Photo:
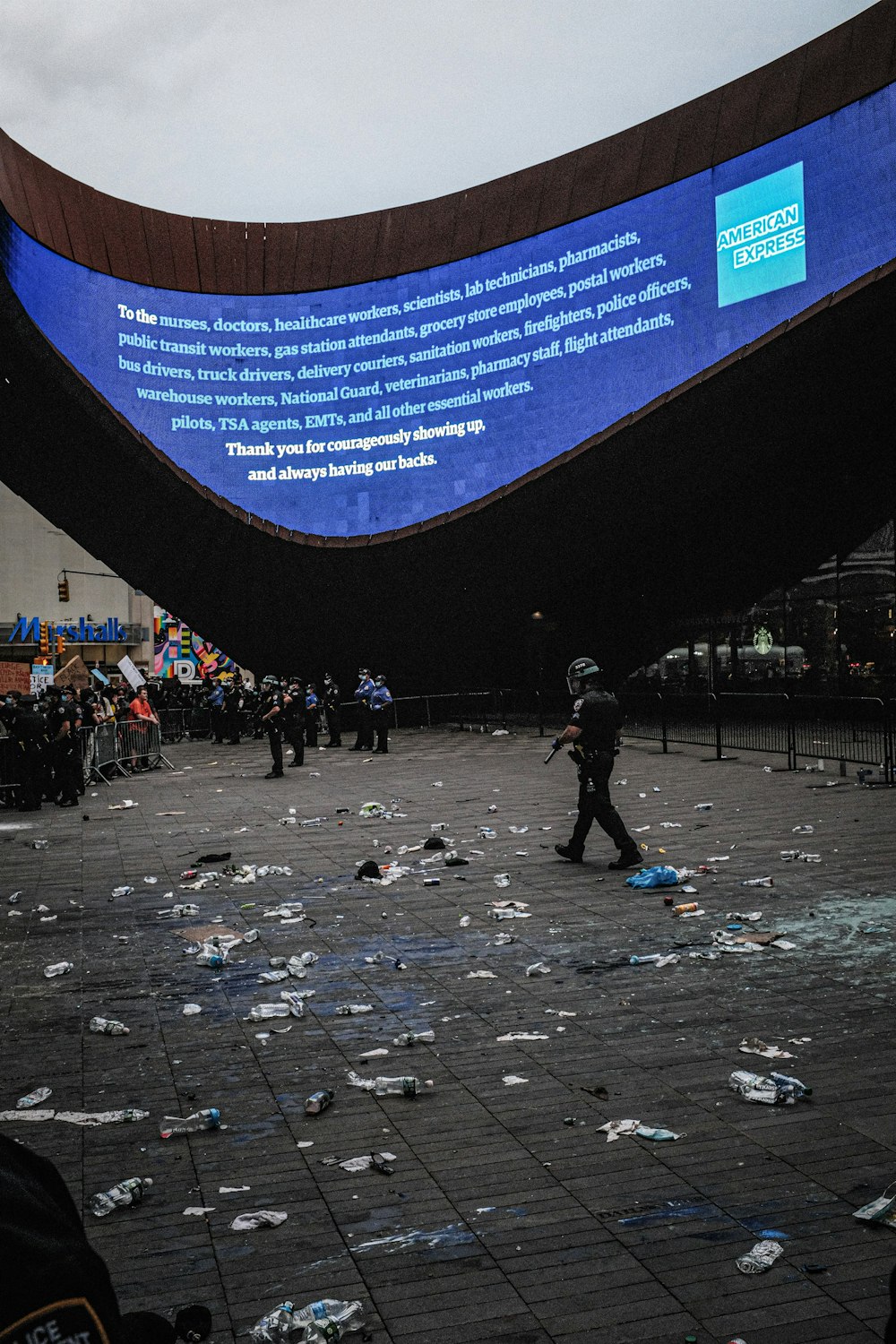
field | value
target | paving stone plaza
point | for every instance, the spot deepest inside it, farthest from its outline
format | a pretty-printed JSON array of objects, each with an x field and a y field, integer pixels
[{"x": 508, "y": 1215}]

- WHAT THE EXERCISE ASKS: Render the listing above as a two-column CSV with the headers text and answer, one row for each block and every field quoted, with line breaks turned into spaces. Leave the pictures out.

- COMPLETE OUTPUT:
text,answer
"Photo: field | value target | paving stone plaza point | for every instance, the spot deepest inside it, farthest from its outline format | a pretty-printed JSON array of objects, each with an x field and a y field, integer pixels","[{""x"": 508, ""y"": 1215}]"